Copy every line of the material below exactly.

Data Block Start

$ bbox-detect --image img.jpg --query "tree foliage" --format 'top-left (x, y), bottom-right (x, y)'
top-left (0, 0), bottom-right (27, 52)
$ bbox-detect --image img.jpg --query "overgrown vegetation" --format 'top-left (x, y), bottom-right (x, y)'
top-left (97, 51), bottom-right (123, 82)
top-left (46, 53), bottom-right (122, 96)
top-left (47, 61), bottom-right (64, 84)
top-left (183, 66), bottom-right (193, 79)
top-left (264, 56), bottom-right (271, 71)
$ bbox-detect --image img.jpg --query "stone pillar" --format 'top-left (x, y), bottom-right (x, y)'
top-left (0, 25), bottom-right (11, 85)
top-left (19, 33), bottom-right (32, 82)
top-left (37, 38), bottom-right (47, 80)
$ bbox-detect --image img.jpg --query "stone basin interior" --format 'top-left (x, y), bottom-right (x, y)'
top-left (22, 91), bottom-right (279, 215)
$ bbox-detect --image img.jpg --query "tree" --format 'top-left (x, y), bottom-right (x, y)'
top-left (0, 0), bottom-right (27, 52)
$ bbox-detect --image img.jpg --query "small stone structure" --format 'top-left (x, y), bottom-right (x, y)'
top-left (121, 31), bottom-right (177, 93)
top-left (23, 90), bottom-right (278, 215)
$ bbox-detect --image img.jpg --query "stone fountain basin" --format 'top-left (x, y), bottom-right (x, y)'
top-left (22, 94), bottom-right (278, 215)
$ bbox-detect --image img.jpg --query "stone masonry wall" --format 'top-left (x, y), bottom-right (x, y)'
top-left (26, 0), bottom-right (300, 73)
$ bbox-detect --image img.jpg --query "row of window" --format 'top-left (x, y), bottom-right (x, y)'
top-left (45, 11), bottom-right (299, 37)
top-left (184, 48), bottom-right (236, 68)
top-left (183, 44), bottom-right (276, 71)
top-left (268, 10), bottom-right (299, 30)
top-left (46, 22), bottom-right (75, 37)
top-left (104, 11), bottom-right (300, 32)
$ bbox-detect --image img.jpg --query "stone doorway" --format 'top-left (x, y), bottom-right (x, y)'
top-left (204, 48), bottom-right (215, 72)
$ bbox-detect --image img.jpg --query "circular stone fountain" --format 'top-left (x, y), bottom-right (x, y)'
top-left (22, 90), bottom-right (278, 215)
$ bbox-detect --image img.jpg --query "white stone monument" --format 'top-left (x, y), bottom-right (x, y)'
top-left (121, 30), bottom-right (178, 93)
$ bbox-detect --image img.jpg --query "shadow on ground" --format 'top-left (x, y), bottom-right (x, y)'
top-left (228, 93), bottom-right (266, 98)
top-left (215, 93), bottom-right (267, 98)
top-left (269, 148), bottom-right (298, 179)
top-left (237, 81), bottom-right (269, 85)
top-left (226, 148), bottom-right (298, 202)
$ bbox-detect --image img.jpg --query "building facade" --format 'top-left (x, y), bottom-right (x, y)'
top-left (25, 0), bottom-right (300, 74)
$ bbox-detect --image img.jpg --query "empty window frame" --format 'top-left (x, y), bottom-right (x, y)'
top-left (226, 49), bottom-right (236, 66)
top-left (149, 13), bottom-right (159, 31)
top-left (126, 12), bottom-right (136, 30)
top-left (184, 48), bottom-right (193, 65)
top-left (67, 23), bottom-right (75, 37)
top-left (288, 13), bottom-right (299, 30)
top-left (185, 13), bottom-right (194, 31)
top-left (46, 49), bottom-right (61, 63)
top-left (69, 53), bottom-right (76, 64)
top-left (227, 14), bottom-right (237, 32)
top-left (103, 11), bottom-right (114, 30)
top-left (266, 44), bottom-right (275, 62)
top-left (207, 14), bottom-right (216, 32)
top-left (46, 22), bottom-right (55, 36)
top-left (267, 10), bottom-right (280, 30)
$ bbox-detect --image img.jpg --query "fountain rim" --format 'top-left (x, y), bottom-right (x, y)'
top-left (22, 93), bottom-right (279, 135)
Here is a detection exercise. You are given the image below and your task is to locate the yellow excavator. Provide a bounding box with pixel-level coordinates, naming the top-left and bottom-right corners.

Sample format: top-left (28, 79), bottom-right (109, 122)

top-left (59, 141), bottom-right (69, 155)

Data Block End

-- Answer for the task --
$ bbox-detect --image img.jpg --query "tree foliage" --format 'top-left (x, y), bottom-right (x, y)'
top-left (0, 0), bottom-right (27, 52)
$ bbox-detect --image img.jpg --query "overgrown vegetation" --format 'top-left (x, y), bottom-right (x, y)'
top-left (97, 51), bottom-right (123, 82)
top-left (46, 53), bottom-right (122, 96)
top-left (47, 61), bottom-right (64, 84)
top-left (183, 66), bottom-right (193, 79)
top-left (264, 56), bottom-right (271, 71)
$ bbox-detect --image img.jpg --query "stone pillar" --format 'top-left (x, y), bottom-right (x, y)'
top-left (0, 25), bottom-right (11, 85)
top-left (19, 33), bottom-right (32, 82)
top-left (37, 38), bottom-right (47, 80)
$ bbox-detect --image img.jpg --query "stone basin interior" --format 'top-left (x, y), bottom-right (x, y)'
top-left (22, 91), bottom-right (279, 215)
$ bbox-detect --image img.jpg --query "tree" --format 'top-left (x, y), bottom-right (x, y)'
top-left (0, 0), bottom-right (27, 52)
$ bbox-detect --image img.jpg --query "small stone structure" --format 'top-left (x, y), bottom-right (x, y)'
top-left (121, 31), bottom-right (177, 93)
top-left (23, 90), bottom-right (278, 215)
$ bbox-detect --image img.jpg --query "stone fountain basin" --format 'top-left (x, y), bottom-right (x, y)'
top-left (22, 94), bottom-right (278, 215)
$ bbox-detect --image img.jpg --query "stone masonry wall" --format 'top-left (x, y), bottom-right (x, y)'
top-left (26, 0), bottom-right (300, 73)
$ bbox-detect --image img.jpg --query "row of window" --format 'top-left (x, y), bottom-right (x, y)'
top-left (45, 11), bottom-right (299, 37)
top-left (184, 48), bottom-right (236, 68)
top-left (183, 44), bottom-right (276, 71)
top-left (268, 10), bottom-right (299, 30)
top-left (46, 22), bottom-right (75, 37)
top-left (104, 11), bottom-right (300, 32)
$ bbox-detect --image img.jpg --query "stone doorway" --format 'top-left (x, y), bottom-right (x, y)'
top-left (204, 48), bottom-right (215, 72)
$ bbox-detect --image img.jpg --query "circular stone fountain" --format 'top-left (x, y), bottom-right (x, y)'
top-left (22, 90), bottom-right (278, 215)
$ bbox-detect --image img.jpg --query "white stone monument" --format 'top-left (x, y), bottom-right (x, y)'
top-left (121, 30), bottom-right (178, 93)
$ bbox-detect --image img.jpg --query "shadow on ground" --format 'top-left (x, y), bottom-right (x, y)'
top-left (228, 93), bottom-right (266, 98)
top-left (215, 93), bottom-right (267, 98)
top-left (269, 148), bottom-right (298, 179)
top-left (237, 81), bottom-right (269, 85)
top-left (226, 148), bottom-right (298, 202)
$ bbox-detect --image img.jpg --query "building facade" --format 'top-left (x, y), bottom-right (x, y)'
top-left (25, 0), bottom-right (300, 74)
$ bbox-detect --image img.jpg --query "empty window frame" --format 'top-left (x, y), bottom-right (x, y)'
top-left (226, 49), bottom-right (236, 66)
top-left (149, 13), bottom-right (159, 31)
top-left (126, 12), bottom-right (136, 30)
top-left (184, 48), bottom-right (193, 65)
top-left (67, 23), bottom-right (75, 37)
top-left (288, 13), bottom-right (299, 30)
top-left (185, 13), bottom-right (194, 31)
top-left (46, 49), bottom-right (61, 63)
top-left (69, 53), bottom-right (76, 64)
top-left (227, 14), bottom-right (237, 32)
top-left (103, 11), bottom-right (114, 30)
top-left (266, 44), bottom-right (275, 62)
top-left (207, 14), bottom-right (216, 32)
top-left (46, 22), bottom-right (55, 36)
top-left (267, 10), bottom-right (280, 30)
$ bbox-detect --image img.jpg --query "fountain rim" --format 'top-left (x, y), bottom-right (x, y)'
top-left (22, 93), bottom-right (279, 135)
Here is a detection exercise. You are given the image below and your task is to locate the yellow excavator. Provide a bounding box with pixel-level coordinates, naming the top-left and bottom-right corners.

Sample format: top-left (28, 79), bottom-right (109, 122)

top-left (59, 141), bottom-right (69, 155)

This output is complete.